### Data for review
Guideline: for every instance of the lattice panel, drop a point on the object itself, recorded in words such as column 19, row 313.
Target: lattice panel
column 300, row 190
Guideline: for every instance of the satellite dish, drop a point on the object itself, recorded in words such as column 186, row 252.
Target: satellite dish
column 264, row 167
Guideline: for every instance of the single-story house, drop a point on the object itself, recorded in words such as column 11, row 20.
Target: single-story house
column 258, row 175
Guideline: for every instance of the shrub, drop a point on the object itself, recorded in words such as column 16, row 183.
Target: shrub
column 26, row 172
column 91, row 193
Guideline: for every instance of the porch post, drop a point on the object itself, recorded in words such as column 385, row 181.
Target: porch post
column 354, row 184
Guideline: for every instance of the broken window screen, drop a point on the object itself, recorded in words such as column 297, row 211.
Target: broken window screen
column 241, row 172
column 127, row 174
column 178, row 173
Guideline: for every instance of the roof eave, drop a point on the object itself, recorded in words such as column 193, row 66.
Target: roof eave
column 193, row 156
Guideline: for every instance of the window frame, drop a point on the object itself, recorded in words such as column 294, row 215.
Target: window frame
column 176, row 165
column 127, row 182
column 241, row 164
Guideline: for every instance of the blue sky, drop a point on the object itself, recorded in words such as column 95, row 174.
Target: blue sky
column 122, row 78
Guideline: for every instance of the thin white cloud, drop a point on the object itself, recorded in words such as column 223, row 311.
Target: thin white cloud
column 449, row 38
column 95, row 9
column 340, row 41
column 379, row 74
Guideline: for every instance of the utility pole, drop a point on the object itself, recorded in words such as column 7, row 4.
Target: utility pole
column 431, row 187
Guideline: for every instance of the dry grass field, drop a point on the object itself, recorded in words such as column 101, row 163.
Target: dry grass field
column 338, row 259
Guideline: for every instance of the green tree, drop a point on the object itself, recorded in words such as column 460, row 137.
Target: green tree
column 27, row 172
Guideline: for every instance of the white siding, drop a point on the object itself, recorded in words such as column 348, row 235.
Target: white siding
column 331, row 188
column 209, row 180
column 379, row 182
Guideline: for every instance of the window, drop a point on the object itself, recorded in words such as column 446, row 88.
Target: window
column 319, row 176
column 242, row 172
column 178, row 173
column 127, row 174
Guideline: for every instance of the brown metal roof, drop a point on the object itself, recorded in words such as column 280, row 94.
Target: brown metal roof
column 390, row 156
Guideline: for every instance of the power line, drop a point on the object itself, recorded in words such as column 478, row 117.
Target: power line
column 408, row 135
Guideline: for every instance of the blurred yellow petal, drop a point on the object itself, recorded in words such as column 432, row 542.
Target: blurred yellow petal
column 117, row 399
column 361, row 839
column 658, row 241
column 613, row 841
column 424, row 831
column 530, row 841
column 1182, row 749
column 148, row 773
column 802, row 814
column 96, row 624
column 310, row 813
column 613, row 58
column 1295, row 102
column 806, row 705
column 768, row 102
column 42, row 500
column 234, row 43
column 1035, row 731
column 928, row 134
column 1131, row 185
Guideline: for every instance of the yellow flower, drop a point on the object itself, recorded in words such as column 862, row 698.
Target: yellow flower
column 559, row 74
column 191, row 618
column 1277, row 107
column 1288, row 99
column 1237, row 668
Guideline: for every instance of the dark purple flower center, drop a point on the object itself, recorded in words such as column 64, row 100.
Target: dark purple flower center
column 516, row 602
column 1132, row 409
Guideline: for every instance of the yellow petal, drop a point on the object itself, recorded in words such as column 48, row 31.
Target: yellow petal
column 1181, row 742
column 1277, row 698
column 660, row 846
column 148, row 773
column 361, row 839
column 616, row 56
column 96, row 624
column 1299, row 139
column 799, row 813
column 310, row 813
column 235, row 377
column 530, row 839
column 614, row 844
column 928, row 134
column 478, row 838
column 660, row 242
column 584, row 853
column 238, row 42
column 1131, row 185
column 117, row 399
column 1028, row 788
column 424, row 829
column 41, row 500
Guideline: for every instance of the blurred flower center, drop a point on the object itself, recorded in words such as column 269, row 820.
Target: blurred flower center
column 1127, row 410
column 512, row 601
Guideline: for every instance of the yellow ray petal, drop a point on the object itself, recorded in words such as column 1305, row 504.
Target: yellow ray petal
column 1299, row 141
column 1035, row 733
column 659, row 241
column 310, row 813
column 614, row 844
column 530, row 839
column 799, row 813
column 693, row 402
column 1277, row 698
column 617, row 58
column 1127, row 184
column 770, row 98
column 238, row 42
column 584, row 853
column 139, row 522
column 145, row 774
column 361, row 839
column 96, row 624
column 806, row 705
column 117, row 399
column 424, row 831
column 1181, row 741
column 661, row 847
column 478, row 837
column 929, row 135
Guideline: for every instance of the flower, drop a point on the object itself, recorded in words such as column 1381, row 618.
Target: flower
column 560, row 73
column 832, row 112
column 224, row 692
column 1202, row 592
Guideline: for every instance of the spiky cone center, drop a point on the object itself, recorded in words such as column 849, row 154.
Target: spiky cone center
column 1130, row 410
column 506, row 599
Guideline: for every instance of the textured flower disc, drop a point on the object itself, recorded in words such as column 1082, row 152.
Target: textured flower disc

### Description of the task
Set down, from the entries above, exactly the lines from the one with "Target: blurred flower center" up to and including the one with "Guideline: for every instance of the yellow ray", and no other lines.

### Problem solution
Target: blurred flower center
column 1127, row 410
column 512, row 601
Guideline: for every instance of the yellow ray petal, drop a point on the object itself, recorded in words such as column 1305, row 504.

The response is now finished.